━━ Provided text

A standard clause in book contracts requires the author to indemnify the publisher against claims related to obscenity, breach of copyright, and defamation. Defamation is rather like obscenity: it’s in the eye of the beholder. And countries have different laws. The UK has been more restrictive than the US. I was threatened by various industry associations as well as McDonalds when Home Ecology was published. Years later, the Guardian’s lawyers kept demanding cuts from my essay about Valerie Eliot, and quite a few people thought she would sue me for writing the piece at all.
Was it wrong for me to write that Valerie only felt comfortable with working-class women? The British lawyers thought that might be considered defamatory. It would certainly have made for an amusing legal brief.
But one could also argue that Valerie, when alive, owned her own story. What right had I to write about her? And I think most people would agree that my mother owns her own story. I knew that she wouldn’t really mind if I wrote about her first pregnancy because I know how open she is. Mom’s story is also mine, isn’t it, since I’m one of the babies? Our lives are interconnected.
I’ve come to believe that telling our stories, our true stories, is a good thing. I hope that all the people writing memoirs these days will aim to reveal rather than conceal. Honest accounts are, after all, a lot more interesting. And admitting our mistakes might just be helpful to someone else.
This brings me to the story behind the photo at the top of this letter, and to another woman I knew and am writing about: Sophia Wittenberg Mumford, wife of Lewis Mumford.2 It also leads to a topic no one wants to talk about: marital infidelity.
Sophie talked freely to Lewis’s biographer, Donald Miller, while he was writing Lewis Mumford: A Life, published in 1989. Lewis himself died in 1990, but suffered from dementia for years before his death, so he wasn’t aware of the biography, or the aftermath of its publication.
Lewis had himself written several autobiographical books. (He was so well-known that his publishers let him get away with these forays when they really wanted a complete autobiography.) In them, he wrote explicitly about one of his extramarital affairs. Sophia had given her agreement and read them in draft. She became used to answering questions about Lewis’s revelations, saying that she and Lewis believed in living a life that could bear exposure.
Sophie came to trust Donald Miller and confided in him the story of Lewis’s late life-love affair with a Vermont artist, which Sophia had found devastating. He promised not to reveal that story in the book, and he didn’t. But he did write quite a lot about the early affairs.

━━━━
━━ Dataset content

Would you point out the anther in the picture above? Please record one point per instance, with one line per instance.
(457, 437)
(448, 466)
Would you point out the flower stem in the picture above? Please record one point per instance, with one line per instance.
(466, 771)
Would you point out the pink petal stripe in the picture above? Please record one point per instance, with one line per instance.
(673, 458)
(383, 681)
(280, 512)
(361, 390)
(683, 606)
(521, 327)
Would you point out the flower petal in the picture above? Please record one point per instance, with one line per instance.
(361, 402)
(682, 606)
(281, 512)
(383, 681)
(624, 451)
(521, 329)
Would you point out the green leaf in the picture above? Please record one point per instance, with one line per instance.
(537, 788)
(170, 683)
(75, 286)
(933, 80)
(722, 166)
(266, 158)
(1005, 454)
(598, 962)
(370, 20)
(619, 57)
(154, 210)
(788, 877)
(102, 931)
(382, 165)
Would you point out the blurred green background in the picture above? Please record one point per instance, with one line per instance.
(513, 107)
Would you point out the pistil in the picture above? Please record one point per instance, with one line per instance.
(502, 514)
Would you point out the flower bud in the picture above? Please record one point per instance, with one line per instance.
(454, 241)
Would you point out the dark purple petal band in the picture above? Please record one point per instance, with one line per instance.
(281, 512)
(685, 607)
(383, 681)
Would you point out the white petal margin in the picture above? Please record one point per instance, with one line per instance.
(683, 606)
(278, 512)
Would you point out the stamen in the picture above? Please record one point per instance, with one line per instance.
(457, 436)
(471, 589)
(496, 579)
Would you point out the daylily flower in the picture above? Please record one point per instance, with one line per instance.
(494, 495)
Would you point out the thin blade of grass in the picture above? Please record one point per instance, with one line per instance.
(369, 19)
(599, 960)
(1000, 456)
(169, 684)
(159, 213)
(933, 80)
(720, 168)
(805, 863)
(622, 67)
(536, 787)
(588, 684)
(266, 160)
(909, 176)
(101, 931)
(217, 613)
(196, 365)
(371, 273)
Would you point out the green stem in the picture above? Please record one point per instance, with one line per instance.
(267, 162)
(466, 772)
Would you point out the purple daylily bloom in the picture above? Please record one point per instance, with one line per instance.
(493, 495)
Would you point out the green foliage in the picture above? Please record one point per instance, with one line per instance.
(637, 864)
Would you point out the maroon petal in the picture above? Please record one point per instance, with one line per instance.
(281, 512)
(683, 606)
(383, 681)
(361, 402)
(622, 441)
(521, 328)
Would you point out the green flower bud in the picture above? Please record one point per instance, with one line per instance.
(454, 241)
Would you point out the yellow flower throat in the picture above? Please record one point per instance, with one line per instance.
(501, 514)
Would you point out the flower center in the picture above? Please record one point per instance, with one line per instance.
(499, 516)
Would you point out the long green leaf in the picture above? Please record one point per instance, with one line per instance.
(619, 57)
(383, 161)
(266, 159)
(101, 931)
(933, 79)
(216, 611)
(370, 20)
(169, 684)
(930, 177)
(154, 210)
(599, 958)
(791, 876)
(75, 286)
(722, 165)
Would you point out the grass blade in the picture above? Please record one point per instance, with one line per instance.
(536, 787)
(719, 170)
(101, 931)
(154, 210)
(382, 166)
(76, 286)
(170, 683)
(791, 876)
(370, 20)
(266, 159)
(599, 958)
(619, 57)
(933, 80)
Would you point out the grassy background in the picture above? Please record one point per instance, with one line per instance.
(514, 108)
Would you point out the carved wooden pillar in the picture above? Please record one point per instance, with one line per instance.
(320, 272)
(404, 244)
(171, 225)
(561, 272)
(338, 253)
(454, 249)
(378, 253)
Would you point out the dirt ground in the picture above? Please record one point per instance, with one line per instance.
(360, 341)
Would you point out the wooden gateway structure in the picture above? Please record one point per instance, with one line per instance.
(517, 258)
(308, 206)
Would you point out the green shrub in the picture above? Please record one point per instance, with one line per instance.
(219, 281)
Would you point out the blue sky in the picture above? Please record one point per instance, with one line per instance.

━━━━

What is required:
According to the memoir essay, what did Sophia say she and Lewis believed in when asked about his revelations? Base your response solely on the memoir essay, not on the listing.

Full output:
Living a life that could bear exposure.